* GIVEN INSTRUCTION *
Can the data below be set down again exactly, line for line?

Stored items:
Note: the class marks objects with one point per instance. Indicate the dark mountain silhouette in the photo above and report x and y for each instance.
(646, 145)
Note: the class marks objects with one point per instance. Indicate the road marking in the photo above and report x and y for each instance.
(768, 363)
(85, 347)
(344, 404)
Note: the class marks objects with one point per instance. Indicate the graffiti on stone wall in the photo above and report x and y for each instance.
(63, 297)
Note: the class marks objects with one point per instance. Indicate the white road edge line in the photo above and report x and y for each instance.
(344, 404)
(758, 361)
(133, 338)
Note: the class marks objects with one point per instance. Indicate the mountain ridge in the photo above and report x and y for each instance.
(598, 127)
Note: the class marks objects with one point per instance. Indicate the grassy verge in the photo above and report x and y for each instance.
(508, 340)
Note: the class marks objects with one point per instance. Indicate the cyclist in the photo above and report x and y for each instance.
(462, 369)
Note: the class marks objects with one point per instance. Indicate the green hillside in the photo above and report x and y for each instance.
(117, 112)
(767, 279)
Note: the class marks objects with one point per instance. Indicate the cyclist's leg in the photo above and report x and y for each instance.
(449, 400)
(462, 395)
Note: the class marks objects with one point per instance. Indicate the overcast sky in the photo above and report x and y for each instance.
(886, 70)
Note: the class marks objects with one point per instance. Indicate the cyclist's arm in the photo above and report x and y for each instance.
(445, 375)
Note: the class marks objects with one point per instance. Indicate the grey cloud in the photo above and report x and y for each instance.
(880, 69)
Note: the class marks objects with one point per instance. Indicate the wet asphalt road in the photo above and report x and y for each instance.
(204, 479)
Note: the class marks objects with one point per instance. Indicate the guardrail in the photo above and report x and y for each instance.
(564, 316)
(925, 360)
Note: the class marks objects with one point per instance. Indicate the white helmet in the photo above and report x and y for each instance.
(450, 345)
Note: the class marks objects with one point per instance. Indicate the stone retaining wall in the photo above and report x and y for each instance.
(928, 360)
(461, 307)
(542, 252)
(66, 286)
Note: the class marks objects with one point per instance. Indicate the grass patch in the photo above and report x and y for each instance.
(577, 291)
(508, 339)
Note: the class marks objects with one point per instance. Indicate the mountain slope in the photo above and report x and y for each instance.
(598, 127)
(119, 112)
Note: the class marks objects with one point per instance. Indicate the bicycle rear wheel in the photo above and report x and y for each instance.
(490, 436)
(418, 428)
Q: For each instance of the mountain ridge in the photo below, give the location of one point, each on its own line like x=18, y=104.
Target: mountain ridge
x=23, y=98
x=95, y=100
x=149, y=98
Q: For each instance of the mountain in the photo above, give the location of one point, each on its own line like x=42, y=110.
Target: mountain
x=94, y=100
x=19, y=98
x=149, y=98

* REPLY TO THE TASK *
Note: the class marks objects with one point per instance. Indicate the dark mountain silhouette in the photo above and report x and y for each instance.
(646, 145)
Note: the class marks objects with one point per instance. Indicate the road marking in the photo above and report x and y for each instance.
(768, 363)
(85, 347)
(344, 404)
Note: the class marks objects with one point per instance. Indicate the graffiti on stone wall in the photo above and report x and y for each instance.
(63, 297)
Note: the class marks objects with one point per instance. Indicate the white road edge line in the photo above and report x and y for each instance.
(344, 404)
(758, 361)
(133, 338)
Note: the class marks objects with one point per instance. Indicate the mountain ridge in the photo above and report x and y for each instance.
(598, 127)
Note: the class marks objects with one point per instance. Indicate the grassy verge in the photo above and report x and y for each instance.
(508, 340)
Note: the class marks objects with one point per instance. Indicate the cyclist in the photo above and report x and y for each instance.
(462, 369)
Note: the class marks objects with one point per instance. Indicate the green hillside in the photo above and report x and y for each instance.
(117, 112)
(767, 279)
Note: the class marks objects with one point per instance. Indicate the cyclist's leg in the photo above and report x and y for each instance.
(449, 400)
(462, 395)
Note: the class marks objects with one point per instance. Indicate the overcast sky in the photo above and report x and y for each instance.
(886, 70)
Note: the class marks objects with one point per instance. Indicate the cyclist's arm in the photo above and report x and y for each instance.
(445, 375)
Note: the class marks objects with one point per instance. Indicate the grey cloud in the photo above and report x and y for each instance.
(880, 69)
Note: the class marks objects with one point per instance. Indicate the wet asphalt road in the photo above and report x and y for each instance.
(204, 479)
Note: the class marks objects with one point per instance. Indicate the guardrail in the photo above and report x and y for each instance.
(564, 316)
(925, 360)
Note: the class marks objects with one point per instance. Indicate the white helmet in the photo above and report x and y for each instance.
(450, 345)
Note: the class marks objects with one point per instance. Indicate the stone retaining wall in the photo above and report x and y for each instance.
(928, 360)
(461, 307)
(542, 252)
(66, 286)
Note: the class marks objects with one point per instance. Indicate the grass patch in the photo above and report x and y for each instance.
(577, 291)
(508, 339)
Note: the class marks objects with one point per instance. Indicate the mountain slope in the photo above and report x and y for each instance.
(598, 127)
(119, 112)
Note: the class marks objects with one point per instance. Indicate the bicycle rear wheel in the photo above and report x and y for each instance.
(490, 436)
(418, 428)
Q: For each instance of the mountain ridge in the photo below, give the location of one point, each on its own line like x=18, y=104.
Target: mountain ridge
x=23, y=98
x=95, y=100
x=149, y=98
Q: For each instance of the mountain in the photo above, give the location of one point, each on its own line like x=42, y=110.
Target: mountain
x=94, y=100
x=19, y=98
x=149, y=98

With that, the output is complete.